■ **REQUIRED WORK**:
Your job is to return every line in the data holding the string "wall".

■ **MATERIAL SUPPLIED**:
────────────────────────────────────────

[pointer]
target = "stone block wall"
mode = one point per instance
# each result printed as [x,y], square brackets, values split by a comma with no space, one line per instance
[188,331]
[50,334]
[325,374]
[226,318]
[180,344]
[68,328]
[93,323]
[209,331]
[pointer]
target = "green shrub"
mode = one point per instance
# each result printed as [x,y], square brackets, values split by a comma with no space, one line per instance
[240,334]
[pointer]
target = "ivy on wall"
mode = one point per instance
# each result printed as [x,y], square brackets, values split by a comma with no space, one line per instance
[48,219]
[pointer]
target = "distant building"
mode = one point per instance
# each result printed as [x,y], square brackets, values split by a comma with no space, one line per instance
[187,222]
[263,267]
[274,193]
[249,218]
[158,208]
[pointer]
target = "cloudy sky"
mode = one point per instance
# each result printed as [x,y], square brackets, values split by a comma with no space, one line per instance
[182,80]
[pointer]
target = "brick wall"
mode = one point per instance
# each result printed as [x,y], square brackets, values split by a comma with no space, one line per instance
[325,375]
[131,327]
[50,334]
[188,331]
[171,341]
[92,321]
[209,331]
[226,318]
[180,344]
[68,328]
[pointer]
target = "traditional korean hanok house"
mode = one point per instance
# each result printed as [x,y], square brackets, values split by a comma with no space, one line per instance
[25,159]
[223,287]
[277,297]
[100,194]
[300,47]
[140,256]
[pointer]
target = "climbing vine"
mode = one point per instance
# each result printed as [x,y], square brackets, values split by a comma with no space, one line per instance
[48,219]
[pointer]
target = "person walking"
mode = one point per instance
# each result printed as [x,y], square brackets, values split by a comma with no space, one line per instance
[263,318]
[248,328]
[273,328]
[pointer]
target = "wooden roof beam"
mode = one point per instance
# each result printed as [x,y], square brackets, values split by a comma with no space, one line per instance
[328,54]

────────────────────────────────────────

■ **THE COMPLETED TASK**:
target = "stone block wall"
target = "ivy on wall"
target = "brick wall"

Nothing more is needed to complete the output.